Passage to read:
▼

During his State of the Association address earlier this month, Brand attempted to debunk several prevalent notions about college sports.

Among the implications addressed were the idea that college sports is more about the sports than the college and the theory that the student-athlete is an overlooked pawn in the big-money world of college athletics. Brand said that student-athlete graduation rates that trump those of the general student body help quell the first misconception. But while he scoffed at the thought that college sports are only about the bottom line, he did astutely recognize that universities who see football and basketball as integral revenue streams are under increasing pressure to win at all costs and are thus more inclined to stoop to whatever level necessary to achieve that end.

It would be naive to think that money doesn’t have its place in Ivy League sports, especially in football, which is still each member school’s athletic cash cow. But if profit margins contingent on winning games really were an indispensable factor, you have to think there would have been more of a popular clamor to address the head coaching position here after four straight losses to Harvard and five consecutive years without a conference title. Compared to schools like Florida and Notre Dame that pulled the plug on reasonably successful coaches this autumn after only three seasons each, Yale is simply not subject to the same forces that prompt such quick reactions.

Dartmouth Admissions Dean Karl Furstenberg did not limit his critique to football, citing “other sports in which the same [cultural] phenomenon is apparent.” But in the face of the problems plaguing collegiate athletics at large, the crusade that the eight Ivy League institutions appear to be on seems frivolous. Any proposal relating to athletic scholarships is irrelevant to schools who offer no such thing to begin with, and it’s also unlikely given the nature of the schools themselves that any great number of teams would fail to meet whatever criteria is established.

When 10 of the teams involved in the 2003 men’s basketball Sweet Sixteen failed to graduate half their players within a six-year span (spearheaded by Oklahoma graduating exactly none of its “student”-athletes), there is cause for concern. When the Dartmouth football team attracts a preponderance of student-body and alumni interest, there is not. Any extracurricular activity in which a student decides to participate here can be stifling in the amount of time and energy it consumes. Whether it be a cappella, college council or sports on an intramural level, people will inevitably find something that interests them and devote their time disproportionately to it. Varsity athletics are no different. Same as how it’s no different if a kid gets admitted because he can throw a football or because his father and grandfather went here or because he is a world-class cellist. It would be a mistake for Ivy League administrators to continue to supplement NCAA guidelines with haughty policies and statements that only serve to perpetuate an image of elitism and to dubiously create a crisis where one does not currently exist.

▲

Given task a:
Retype the college sports article from "Among the implications" to "achieve that end.".
The college sports article and the records have nothing to do with each other.

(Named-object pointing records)
▼

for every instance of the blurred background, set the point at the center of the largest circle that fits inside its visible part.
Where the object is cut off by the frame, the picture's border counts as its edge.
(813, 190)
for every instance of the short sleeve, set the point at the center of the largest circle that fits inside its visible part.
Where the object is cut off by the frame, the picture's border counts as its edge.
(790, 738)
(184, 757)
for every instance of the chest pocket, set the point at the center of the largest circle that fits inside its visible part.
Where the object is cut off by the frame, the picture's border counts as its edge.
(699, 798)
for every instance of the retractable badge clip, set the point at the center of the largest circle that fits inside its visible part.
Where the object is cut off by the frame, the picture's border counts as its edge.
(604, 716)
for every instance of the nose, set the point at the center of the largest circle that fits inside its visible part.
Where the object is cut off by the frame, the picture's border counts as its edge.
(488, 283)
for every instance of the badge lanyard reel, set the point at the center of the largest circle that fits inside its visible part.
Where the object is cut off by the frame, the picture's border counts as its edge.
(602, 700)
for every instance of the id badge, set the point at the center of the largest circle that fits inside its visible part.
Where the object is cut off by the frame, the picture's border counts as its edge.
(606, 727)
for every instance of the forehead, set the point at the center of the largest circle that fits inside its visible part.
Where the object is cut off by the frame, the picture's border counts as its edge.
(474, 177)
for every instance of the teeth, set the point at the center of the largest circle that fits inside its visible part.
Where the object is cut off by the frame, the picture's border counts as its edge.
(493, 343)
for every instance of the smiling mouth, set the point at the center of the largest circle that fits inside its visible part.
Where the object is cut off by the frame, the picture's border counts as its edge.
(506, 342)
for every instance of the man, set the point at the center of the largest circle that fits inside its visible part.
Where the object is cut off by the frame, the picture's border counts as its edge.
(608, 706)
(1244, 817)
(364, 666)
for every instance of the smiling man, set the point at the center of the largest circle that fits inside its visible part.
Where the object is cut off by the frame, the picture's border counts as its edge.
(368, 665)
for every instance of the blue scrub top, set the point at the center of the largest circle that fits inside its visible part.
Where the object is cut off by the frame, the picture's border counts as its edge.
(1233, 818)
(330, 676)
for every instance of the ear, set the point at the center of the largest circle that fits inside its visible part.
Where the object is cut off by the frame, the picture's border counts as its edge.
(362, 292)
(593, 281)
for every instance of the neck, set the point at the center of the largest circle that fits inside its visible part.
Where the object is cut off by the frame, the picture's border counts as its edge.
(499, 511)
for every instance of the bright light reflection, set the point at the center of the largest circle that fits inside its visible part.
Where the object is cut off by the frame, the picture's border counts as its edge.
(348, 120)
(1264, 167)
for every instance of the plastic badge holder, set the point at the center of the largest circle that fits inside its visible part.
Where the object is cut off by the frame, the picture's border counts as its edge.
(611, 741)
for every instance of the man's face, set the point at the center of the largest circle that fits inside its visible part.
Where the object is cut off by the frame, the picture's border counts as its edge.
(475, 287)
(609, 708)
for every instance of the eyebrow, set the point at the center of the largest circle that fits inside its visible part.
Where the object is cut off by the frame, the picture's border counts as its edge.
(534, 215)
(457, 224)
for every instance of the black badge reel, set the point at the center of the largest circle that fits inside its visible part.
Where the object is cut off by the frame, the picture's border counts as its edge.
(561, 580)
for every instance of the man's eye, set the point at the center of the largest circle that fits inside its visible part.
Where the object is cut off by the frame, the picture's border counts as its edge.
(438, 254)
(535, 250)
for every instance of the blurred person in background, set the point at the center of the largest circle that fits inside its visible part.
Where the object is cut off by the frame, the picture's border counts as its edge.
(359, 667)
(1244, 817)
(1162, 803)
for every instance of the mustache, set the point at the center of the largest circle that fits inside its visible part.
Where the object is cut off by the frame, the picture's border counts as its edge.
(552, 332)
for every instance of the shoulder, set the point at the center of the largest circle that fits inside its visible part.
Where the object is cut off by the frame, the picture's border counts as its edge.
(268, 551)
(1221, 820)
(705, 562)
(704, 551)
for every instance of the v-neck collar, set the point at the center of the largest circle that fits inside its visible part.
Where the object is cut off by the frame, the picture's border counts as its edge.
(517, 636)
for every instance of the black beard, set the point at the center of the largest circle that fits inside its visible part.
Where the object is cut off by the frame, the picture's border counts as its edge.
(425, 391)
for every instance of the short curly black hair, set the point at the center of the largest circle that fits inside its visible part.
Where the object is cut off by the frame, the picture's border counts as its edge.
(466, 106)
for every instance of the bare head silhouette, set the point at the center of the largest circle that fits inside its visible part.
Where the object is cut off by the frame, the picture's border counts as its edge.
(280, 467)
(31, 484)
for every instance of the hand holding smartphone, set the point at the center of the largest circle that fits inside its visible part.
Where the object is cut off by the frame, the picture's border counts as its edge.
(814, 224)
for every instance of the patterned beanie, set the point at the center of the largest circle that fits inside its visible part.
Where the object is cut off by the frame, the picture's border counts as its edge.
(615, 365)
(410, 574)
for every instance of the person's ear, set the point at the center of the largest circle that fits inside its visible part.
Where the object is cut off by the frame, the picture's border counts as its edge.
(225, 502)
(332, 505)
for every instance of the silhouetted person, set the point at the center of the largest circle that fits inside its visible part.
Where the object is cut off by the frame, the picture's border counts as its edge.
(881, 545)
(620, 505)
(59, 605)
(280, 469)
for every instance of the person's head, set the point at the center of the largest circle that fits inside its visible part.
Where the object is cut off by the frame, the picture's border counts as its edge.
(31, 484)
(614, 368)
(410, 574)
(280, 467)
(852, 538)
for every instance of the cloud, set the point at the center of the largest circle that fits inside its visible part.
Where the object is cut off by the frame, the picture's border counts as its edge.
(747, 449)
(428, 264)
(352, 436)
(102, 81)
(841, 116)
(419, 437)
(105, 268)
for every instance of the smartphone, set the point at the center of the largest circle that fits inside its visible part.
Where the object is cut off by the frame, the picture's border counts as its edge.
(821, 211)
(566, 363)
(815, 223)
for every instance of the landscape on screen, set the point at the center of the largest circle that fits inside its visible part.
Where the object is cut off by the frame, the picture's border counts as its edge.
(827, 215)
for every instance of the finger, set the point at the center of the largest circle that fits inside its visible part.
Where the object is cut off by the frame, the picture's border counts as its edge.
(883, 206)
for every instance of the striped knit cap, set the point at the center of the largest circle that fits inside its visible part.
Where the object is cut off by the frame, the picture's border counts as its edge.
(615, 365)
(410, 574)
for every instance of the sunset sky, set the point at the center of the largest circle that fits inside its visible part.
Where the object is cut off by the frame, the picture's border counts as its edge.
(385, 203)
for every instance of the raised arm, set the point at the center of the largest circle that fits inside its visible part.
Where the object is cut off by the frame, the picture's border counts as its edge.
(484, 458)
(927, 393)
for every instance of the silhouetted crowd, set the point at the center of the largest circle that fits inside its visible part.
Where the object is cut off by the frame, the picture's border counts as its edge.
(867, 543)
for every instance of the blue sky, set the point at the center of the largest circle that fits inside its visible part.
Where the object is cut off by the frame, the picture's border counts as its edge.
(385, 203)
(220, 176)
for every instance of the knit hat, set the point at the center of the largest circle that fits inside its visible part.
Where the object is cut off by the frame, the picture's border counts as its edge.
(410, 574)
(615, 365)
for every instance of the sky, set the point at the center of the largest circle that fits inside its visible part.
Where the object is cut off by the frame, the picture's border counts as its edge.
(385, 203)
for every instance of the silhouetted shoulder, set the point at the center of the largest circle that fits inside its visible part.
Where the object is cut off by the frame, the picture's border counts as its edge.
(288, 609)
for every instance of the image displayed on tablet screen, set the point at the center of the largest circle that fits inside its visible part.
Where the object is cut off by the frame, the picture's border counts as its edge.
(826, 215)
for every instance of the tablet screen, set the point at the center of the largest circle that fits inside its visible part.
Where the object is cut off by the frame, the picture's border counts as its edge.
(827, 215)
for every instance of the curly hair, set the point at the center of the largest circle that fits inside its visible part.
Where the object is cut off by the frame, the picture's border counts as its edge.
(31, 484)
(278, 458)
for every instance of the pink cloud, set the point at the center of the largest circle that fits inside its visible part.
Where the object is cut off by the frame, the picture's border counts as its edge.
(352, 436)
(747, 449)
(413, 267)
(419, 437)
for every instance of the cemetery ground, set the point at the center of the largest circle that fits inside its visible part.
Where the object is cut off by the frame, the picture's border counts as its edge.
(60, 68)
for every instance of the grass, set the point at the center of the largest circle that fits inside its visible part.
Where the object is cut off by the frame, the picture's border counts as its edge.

▲

Given task b:
Pull out every line of the records that contains the string "neck". Case counts.

Task output a:
Among the implications addressed were the idea that college sports is more about the sports than the college and the theory that the student-athlete is an overlooked pawn in the big-money world of college athletics. Brand said that student-athlete graduation rates that trump those of the general student body help quell the first misconception. But while he scoffed at the thought that college sports are only about the bottom line, he did astutely recognize that universities who see football and basketball as integral revenue streams are under increasing pressure to win at all costs and are thus more inclined to stoop to whatever level necessary to achieve that end.

Task output b:
for every instance of the neck, set the point at the center of the largest circle that fits inside its visible part.
for every instance of the v-neck collar, set the point at the center of the largest circle that fits inside its visible part.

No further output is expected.